To do: Output the data verbatim, with nothing added or dropped.

Entries supplied:
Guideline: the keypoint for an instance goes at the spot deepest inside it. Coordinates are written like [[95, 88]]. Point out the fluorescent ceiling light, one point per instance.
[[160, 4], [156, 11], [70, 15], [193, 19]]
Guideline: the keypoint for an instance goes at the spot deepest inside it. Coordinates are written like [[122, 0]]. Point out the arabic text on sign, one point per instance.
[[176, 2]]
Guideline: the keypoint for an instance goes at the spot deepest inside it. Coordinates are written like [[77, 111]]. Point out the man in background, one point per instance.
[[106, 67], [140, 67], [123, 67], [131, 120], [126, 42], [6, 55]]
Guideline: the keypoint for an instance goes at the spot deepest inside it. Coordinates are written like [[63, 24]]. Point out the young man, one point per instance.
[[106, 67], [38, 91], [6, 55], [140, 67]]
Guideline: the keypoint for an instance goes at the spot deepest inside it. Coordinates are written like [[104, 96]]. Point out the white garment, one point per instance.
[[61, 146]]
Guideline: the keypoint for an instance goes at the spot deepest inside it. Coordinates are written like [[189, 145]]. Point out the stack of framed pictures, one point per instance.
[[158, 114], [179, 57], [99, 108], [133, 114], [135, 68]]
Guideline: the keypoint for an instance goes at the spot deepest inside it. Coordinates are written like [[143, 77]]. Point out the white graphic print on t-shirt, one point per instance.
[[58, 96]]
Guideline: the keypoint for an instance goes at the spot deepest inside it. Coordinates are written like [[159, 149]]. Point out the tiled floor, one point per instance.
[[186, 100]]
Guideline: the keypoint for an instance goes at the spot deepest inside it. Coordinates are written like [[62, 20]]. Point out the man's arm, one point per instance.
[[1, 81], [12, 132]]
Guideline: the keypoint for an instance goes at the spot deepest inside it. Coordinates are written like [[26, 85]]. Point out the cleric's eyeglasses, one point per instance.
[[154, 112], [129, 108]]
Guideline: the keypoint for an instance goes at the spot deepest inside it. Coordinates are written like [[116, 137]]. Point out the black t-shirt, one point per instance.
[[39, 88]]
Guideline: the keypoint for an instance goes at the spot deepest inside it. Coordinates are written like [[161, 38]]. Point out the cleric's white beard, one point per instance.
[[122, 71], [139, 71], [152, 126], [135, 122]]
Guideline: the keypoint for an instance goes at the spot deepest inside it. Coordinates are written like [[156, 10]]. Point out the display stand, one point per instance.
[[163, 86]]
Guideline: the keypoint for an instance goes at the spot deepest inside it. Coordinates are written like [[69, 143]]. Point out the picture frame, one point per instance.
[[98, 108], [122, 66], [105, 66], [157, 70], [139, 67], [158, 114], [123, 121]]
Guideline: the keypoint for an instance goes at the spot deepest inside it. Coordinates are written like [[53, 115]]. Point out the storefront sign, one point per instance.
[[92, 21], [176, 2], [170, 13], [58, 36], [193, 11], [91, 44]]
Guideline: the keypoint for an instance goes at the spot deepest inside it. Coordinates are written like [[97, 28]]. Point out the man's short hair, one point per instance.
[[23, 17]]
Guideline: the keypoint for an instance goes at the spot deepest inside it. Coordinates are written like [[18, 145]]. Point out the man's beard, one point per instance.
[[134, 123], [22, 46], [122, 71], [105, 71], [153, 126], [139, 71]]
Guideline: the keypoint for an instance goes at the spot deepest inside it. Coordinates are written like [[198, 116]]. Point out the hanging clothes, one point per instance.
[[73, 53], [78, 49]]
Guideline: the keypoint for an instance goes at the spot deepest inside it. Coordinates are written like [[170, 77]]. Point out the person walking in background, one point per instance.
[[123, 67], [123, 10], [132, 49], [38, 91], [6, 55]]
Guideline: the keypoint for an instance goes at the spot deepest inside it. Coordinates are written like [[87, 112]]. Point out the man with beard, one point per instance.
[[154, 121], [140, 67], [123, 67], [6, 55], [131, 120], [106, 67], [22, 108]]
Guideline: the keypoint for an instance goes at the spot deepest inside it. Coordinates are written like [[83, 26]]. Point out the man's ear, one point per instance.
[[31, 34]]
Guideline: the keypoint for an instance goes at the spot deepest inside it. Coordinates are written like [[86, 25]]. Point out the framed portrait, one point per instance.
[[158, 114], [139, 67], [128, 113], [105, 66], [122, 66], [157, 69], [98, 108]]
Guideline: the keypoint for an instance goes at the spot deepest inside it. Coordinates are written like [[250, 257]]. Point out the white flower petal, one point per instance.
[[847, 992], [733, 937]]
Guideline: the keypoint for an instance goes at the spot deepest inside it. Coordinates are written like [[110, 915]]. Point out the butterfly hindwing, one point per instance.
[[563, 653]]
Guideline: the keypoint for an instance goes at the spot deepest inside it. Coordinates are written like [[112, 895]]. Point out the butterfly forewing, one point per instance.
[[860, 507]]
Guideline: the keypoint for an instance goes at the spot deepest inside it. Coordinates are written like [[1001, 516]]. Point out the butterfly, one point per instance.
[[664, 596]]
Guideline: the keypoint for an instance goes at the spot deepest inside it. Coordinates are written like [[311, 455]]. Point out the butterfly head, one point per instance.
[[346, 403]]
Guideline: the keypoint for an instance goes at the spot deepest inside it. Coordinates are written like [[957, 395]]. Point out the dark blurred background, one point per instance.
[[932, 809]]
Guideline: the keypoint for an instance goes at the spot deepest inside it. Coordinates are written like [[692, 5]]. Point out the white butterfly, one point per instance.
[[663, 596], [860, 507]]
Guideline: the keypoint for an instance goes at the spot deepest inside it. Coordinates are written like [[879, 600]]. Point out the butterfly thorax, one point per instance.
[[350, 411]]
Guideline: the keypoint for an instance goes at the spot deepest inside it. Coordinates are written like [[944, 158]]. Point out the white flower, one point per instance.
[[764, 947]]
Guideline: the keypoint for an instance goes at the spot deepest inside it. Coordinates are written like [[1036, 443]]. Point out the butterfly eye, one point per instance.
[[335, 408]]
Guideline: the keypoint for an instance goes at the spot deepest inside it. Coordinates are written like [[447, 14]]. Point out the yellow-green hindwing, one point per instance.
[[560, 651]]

Exercise result:
Guideline: the keypoint for an instance goes at the spot deepest inside it. Coordinates are written like [[95, 88]]. Point out the fluorescent ceiling light, one point per instance.
[[160, 4], [156, 11], [70, 15], [193, 19]]
Guideline: the keypoint for an instance goes at the spot deepest inside it. Coordinates are written like [[122, 0]]. Point out the arabic text on sign, one point per instance.
[[176, 2]]
Guideline: the keypoint for an instance goes at the spot deepest inside it. Coordinates are written like [[77, 111]]. Point out the man in background, one point per instance.
[[106, 67], [140, 67], [123, 67], [131, 120], [126, 42], [6, 55]]
Guideline: the keypoint for an instance goes at the spot deepest inside it. Coordinates are written like [[63, 24]]. Point out the young man, one point per instance.
[[106, 67], [38, 91], [6, 55], [140, 67]]
Guideline: the keypoint for an instance goes at the spot deepest inside it. Coordinates are written like [[104, 96]]. Point out the white garment, one point per instance.
[[61, 146]]
Guideline: the keypoint for an instance goes at the spot deepest inside it. Coordinates are written like [[189, 145]]. Point out the stack of framed pictures, one point per instance.
[[158, 114], [179, 57], [99, 108], [133, 114], [135, 68]]
Guideline: the keypoint for an instance goes at the spot deepest inside it. Coordinates are written like [[143, 77]]. Point out the white graphic print on t-shirt, one point per instance.
[[58, 96]]
Guideline: the keypoint for an instance goes at the spot deepest inside it. Coordinates are written like [[159, 149]]. Point out the tiled floor, one point per instance.
[[186, 100]]
Guideline: the keypoint for an instance goes at the spot deepest inside it. Coordinates are written like [[62, 20]]. Point out the man's arm, one point per instance.
[[1, 81], [12, 132]]
Guideline: the keypoint for an instance goes at the spot deepest inside it. Coordinates are written like [[26, 85]]. Point out the cleric's eyeglasses, one point per instance.
[[154, 112], [129, 108]]
Guideline: the keypoint for an instance goes at the spot deepest inside it. Coordinates are written like [[116, 137]]. Point out the black t-shirt, one point per instance.
[[39, 88]]
Guideline: the keypoint for an instance goes at the spot deepest inside it. Coordinates are written like [[161, 38]]. Point out the cleric's white beard, one point per instance.
[[122, 71], [139, 71], [152, 126], [135, 122]]
Guideline: the keypoint for an instance goes at the spot deepest inside it. Coordinates are written like [[156, 10]]. Point out the display stand, one point per instance.
[[163, 86]]
Guideline: the keypoint for an instance goes at the spot deepest inside it. Coordinates are written like [[69, 143]]. Point out the picture frame, one point per instance.
[[98, 108], [122, 66], [105, 66], [157, 70], [139, 67], [158, 114], [123, 121]]
Guideline: the keypoint for an instance goes at the spot deepest inside it. Coordinates are written like [[53, 115]]. Point out the storefront sign, one point per instance.
[[92, 21], [176, 2], [170, 13], [58, 36], [193, 11], [91, 44]]
Guideline: the keypoint for an instance goes at the spot deepest inside it. Coordinates are written like [[97, 28]]. Point out the man's short hair, one point per instance.
[[23, 17]]
Guideline: the keypoint for an instance goes at the spot deepest inside it. Coordinates are written like [[18, 145]]. Point out the man's beard, one point per instance.
[[134, 123], [22, 46], [122, 71], [105, 71], [153, 126], [139, 71]]
Guideline: the keypoint for an instance goes at the spot deepest inside it. Coordinates are written like [[198, 116]]. Point out the hanging clothes, one point per instance.
[[73, 53], [78, 49]]
Guideline: the keypoint for an instance goes at the spot deepest inside it. Coordinates are written like [[170, 77]]. Point out the person walking in background, one point per instance.
[[123, 67], [123, 10], [132, 49], [38, 91], [6, 55]]
Guideline: the keypoint for an instance goes at the spot deepest inside it. Coordinates are written like [[87, 112]]. Point out the man with beard, one point per instance.
[[154, 121], [140, 67], [123, 67], [6, 55], [131, 120], [106, 67], [22, 108]]
Guideline: the keypoint for an instance goes at the spot deepest inside it. Coordinates are written like [[83, 26]]. Point out the man's ear, one point per instance.
[[31, 34]]
Guideline: the keypoint for an instance goes at the spot deepest inside it. Coordinates are written like [[86, 25]]. Point out the framed portrait, one point per instance.
[[158, 114], [139, 67], [128, 113], [105, 66], [122, 66], [157, 69], [98, 108]]
Guideline: the keypoint for an instance goes at the spot deepest inside it. Coordinates are written like [[250, 257]]. Point out the white flower petal, one point per instance.
[[847, 992], [733, 937]]
Guideline: the keypoint for an instance goes at the spot deepest inside it. Coordinates are written like [[110, 915]]. Point out the butterfly hindwing, one point per instance.
[[563, 653]]
Guideline: the keypoint for an instance goes at the spot deepest inside it. Coordinates are written like [[112, 895]]. Point out the butterfly forewing, one point per instance.
[[860, 507]]
Guideline: the keypoint for an instance goes at the spot deepest inside it. Coordinates are written like [[1001, 516]]. Point out the butterfly, one point per instance.
[[664, 596]]
Guideline: the keypoint for an instance goes at the spot deepest inside it. Coordinates are written like [[311, 455]]. Point out the butterfly head, one point per instance.
[[346, 403]]
Guideline: the keypoint for an instance goes at the spot deepest inside it. Coordinates are written like [[957, 395]]. Point out the dark blurred background, one point per instance.
[[932, 809]]
Guideline: the keypoint for an instance goes at the spot deepest inside it. Coordinates are written like [[692, 5]]. Point out the white butterfly, one point per instance.
[[663, 596], [860, 507]]
Guideline: the keypoint for an instance goes at the spot deepest inside it. Coordinates are written like [[879, 600]]. Point out the butterfly thorax, one point per instance.
[[350, 411]]
Guideline: the keypoint for an instance goes at the spot deepest inside it. Coordinates are written like [[944, 158]]. Point out the white flower, one point per instance.
[[764, 947]]
Guideline: the keypoint for an instance goes at the spot deepest inside it. Coordinates are written like [[1036, 443]]. Point out the butterfly eye, one point per instance.
[[335, 408]]
Guideline: the keypoint for an instance goes at the spot deepest inside it. Coordinates are written like [[447, 14]]. Point out the yellow-green hindwing, one point per instance.
[[560, 651]]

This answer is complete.